EXERCISE DATA >>
● ● ● ●

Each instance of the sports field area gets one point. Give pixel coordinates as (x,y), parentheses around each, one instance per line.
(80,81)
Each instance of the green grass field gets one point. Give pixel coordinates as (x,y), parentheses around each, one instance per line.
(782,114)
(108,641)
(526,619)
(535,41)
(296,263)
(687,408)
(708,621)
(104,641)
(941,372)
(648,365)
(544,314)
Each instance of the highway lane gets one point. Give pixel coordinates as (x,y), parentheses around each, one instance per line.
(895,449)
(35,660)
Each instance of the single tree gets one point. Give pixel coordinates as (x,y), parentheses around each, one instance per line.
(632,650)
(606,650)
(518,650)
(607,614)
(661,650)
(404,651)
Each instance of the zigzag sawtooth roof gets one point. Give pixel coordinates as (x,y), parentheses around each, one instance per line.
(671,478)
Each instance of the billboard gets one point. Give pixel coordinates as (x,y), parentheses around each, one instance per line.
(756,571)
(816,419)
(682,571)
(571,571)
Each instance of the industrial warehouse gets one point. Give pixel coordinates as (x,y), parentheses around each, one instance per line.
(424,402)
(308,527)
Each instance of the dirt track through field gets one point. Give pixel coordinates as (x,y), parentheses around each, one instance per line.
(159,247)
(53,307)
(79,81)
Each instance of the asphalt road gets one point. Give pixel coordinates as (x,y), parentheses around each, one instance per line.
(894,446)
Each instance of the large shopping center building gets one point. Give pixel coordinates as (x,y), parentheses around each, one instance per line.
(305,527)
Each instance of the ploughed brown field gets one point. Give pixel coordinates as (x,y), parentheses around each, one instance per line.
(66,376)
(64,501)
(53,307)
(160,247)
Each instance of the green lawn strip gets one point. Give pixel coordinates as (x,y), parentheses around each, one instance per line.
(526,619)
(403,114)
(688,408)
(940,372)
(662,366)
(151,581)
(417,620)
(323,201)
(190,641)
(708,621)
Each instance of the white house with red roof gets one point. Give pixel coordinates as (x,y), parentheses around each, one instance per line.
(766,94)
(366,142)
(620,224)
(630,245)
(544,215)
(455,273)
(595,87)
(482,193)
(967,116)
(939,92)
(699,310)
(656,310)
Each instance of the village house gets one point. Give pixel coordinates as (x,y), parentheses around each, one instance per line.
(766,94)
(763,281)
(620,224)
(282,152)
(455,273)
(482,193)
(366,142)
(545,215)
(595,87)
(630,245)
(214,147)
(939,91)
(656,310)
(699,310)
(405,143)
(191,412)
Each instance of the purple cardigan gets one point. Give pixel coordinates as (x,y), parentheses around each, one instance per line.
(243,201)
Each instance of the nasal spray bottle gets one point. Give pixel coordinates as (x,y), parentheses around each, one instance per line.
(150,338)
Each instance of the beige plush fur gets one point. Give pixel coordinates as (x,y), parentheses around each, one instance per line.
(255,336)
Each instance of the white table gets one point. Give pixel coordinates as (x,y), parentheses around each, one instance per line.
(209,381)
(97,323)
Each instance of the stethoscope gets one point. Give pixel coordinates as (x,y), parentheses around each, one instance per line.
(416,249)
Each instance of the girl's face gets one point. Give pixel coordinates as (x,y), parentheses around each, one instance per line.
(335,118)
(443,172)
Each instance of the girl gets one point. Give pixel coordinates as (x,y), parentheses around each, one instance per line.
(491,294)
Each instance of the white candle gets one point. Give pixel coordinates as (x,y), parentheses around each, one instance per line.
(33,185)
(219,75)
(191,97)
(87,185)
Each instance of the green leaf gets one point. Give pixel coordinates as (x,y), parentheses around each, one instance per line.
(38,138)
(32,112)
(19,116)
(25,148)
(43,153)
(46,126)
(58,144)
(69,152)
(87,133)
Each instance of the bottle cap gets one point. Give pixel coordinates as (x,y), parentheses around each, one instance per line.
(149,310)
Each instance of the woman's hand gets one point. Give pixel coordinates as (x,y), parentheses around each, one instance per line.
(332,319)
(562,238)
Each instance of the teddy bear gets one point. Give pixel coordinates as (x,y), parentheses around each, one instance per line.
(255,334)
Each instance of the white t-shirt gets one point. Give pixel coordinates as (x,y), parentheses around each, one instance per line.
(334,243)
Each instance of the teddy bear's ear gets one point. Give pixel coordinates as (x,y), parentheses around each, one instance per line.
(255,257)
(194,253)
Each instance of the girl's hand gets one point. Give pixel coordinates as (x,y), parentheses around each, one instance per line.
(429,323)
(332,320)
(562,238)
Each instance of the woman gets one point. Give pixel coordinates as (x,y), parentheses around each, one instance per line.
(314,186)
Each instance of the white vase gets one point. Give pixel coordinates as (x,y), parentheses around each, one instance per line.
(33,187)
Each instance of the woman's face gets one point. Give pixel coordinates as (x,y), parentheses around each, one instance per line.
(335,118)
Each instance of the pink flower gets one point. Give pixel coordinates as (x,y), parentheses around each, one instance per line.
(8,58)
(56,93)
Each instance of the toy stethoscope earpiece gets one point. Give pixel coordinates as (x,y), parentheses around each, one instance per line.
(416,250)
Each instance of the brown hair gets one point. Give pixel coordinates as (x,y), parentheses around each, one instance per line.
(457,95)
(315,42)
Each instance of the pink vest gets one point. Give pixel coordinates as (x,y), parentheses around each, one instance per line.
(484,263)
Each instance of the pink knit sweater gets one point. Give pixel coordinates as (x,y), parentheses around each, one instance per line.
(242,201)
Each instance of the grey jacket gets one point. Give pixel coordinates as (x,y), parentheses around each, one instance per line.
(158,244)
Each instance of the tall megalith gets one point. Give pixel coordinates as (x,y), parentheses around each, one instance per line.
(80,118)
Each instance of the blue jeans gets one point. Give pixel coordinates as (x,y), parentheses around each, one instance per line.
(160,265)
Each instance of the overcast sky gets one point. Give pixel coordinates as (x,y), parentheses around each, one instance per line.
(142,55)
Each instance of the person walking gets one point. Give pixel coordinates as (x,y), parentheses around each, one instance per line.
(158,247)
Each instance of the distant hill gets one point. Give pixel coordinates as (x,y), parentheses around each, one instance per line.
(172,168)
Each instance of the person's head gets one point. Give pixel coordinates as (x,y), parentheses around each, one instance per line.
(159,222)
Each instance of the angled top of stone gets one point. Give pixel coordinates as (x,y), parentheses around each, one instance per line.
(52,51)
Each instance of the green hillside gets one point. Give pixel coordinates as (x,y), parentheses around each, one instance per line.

● ● ● ●

Reproduce the whole listing without changing anything.

Each instance of the sports field area gets one point. Give pixel coordinates as (x,y), parentheses around each, one instance per line.
(80,81)
Each instance of the green grass field gets one point. Give pixel coordinates as (x,y), parentheses around each, one instance per line.
(782,114)
(108,641)
(526,619)
(535,41)
(296,263)
(687,408)
(708,621)
(104,641)
(941,372)
(648,365)
(544,314)
Each instance of the highway lane gets one point. Give pixel coordinates as (x,y), parentheses around each, one instance per line.
(895,449)
(35,660)
Each instance of the single tree gets one point. Give pixel coordinates as (x,y), parentheses around each, one instance per line.
(632,650)
(606,650)
(518,650)
(607,614)
(661,650)
(404,651)
Each instance of the zigzag sawtooth roof gets one point. Give pixel coordinates as (x,y), parentheses around each, one instance per line.
(671,478)
Each instance of the billboard gets one point. Give pixel coordinates as (x,y), parentheses around each, one instance per line.
(756,571)
(816,419)
(682,571)
(571,571)
Each instance of the industrial warehouse gets one point. Give pixel coordinates as (x,y), parentheses around each, one instance per line.
(424,402)
(308,527)
Each instance of the dirt track through field gets one point. Give pixel coordinates as (x,y), parentheses around each, one instance per line.
(159,247)
(53,307)
(79,81)
Each instance of the asphalt road gets one point. Give pixel coordinates as (x,y), parentheses around each, one instance per line.
(894,446)
Each instance of the large shopping center building gets one point. Give pixel coordinates as (x,y), parentheses around each, one instance per line.
(305,527)
Each instance of the ploughed brown field gets one point. Give pixel coordinates as (x,y), parentheses around each, one instance per line.
(66,376)
(64,501)
(53,307)
(160,247)
Each instance of the green lawn strip gets one point. Give pixel coordinates as (x,y), parentheses around each, one instance per line.
(526,619)
(403,114)
(688,408)
(940,372)
(662,366)
(151,581)
(417,620)
(323,201)
(190,641)
(708,621)
Each instance of the white house with red roof gets one point. Give pixel coordinates as (x,y), parentheses around each, one instance per line.
(766,94)
(366,142)
(620,224)
(630,245)
(544,215)
(455,273)
(595,87)
(482,193)
(967,116)
(939,92)
(699,310)
(656,310)
Each instance of the village house gets one point. Give pixel coordinates as (x,y), parentheses around each, one instance per line.
(766,94)
(763,281)
(620,224)
(282,152)
(455,273)
(482,193)
(366,142)
(545,215)
(595,87)
(630,245)
(214,147)
(939,91)
(656,310)
(699,310)
(405,143)
(191,412)
Each instance of the purple cardigan gets one point. Give pixel coordinates as (x,y), parentheses around each, one instance per line.
(243,201)
Each instance of the nasal spray bottle gets one point. Give pixel coordinates as (x,y), parentheses around each, one instance per line.
(150,338)
Each instance of the beige plush fur gets one point. Give pixel coordinates as (x,y), parentheses around each, one instance per line.
(255,336)
Each instance of the white table gets one point. Give pixel coordinates as (x,y), parentheses around each, one instance per line.
(209,381)
(97,323)
Each instance of the stethoscope gets one point. Give pixel coordinates as (x,y), parentheses around each, one instance per line.
(416,249)
Each instance of the girl's face gets one point. Give pixel coordinates as (x,y), parentheses around each, one instance per line.
(335,118)
(443,172)
Each instance of the girl gets one point. Give pixel coordinates as (x,y), parentheses around each, one instance per line.
(491,294)
Each instance of the white candle gets one point. Give pixel coordinates as (x,y), parentheses around each, one instance per line.
(33,185)
(219,75)
(191,97)
(87,185)
Each instance of the green leaf gets one point. Give pixel coordinates as (x,y), parentheses around each, one instance per line.
(38,138)
(32,112)
(19,116)
(25,148)
(43,153)
(46,126)
(58,144)
(69,152)
(87,133)
Each instance of the bottle cap gets one point. Give pixel coordinates as (x,y), parentheses around each, one instance per line.
(149,310)
Each instance of the woman's hand gets one point. Give pixel coordinates as (x,y), parentheses around each, one instance per line.
(332,319)
(562,238)
Each instance of the teddy bear gets one point. Give pixel coordinates as (x,y), parentheses around each, one instance per line.
(255,334)
Each instance of the white t-shirt gets one point. Give pixel coordinates as (x,y), parentheses around each, one instance per line.
(334,243)
Each instance of the teddy bear's ear gets one point. Give pixel coordinates as (x,y), parentheses around each, one instance per line.
(255,257)
(194,253)
Each instance of the girl's hand gets one point. Give pixel coordinates as (x,y), parentheses around each, one instance per line.
(429,323)
(332,320)
(562,238)
Each instance of the woman gets one point. Give pixel coordinates as (x,y), parentheses around each, one instance per line.
(314,186)
Each instance of the white vase gets one point. Give pixel coordinates as (x,y), parentheses around each, one instance per line.
(33,187)
Each instance of the woman's face gets one point. Give pixel coordinates as (x,y), parentheses around each, one instance per line.
(335,118)
Each instance of the pink flower gets one point. Give pixel coordinates as (x,y), parentheses around each, one instance per line.
(8,58)
(56,93)
Each instance of the toy stethoscope earpiece gets one point. Give pixel coordinates as (x,y), parentheses around each, one instance per line.
(416,250)
Each instance of the brown hair gets one point. Give pixel coordinates as (x,y), parentheses around each, one instance per line.
(457,95)
(315,42)
Each instance of the pink vest gets one point. Give pixel coordinates as (x,y), parentheses around each, one instance per line.
(484,263)
Each instance of the pink knit sweater gets one point. Give pixel coordinates as (x,y), parentheses around each, one instance per line.
(242,201)
Each instance of the grey jacket gets one point. Give pixel coordinates as (x,y), parentheses around each, one instance per line.
(158,244)
Each instance of the tall megalith gets one point. Give pixel coordinates as (x,y), parentheses around each, one instance per line.
(80,118)
Each instance of the blue jeans gets one point. Give pixel coordinates as (x,y), parentheses around each, one instance per line.
(160,265)
Each instance of the overcast sky gets one point. Give pixel coordinates as (x,y), parentheses around each, one instance per line.
(142,55)
Each instance of the person walking gets one point. Give pixel coordinates as (x,y), parentheses around each, one instance per line.
(158,247)
Each instance of the distant hill gets one point. Give pixel coordinates as (x,y), parentheses around each, one instance per line.
(172,168)
Each instance of the person's head gets one point. Give pixel coordinates as (x,y), parentheses around each, one instance per line.
(159,222)
Each instance of the angled top of stone gets one point. Give pixel coordinates as (x,y), parentheses around each, one instance per line.
(52,51)
Each instance of the green hillside gets one point. Give pixel coordinates as (x,y), parentheses around each, one instance per line.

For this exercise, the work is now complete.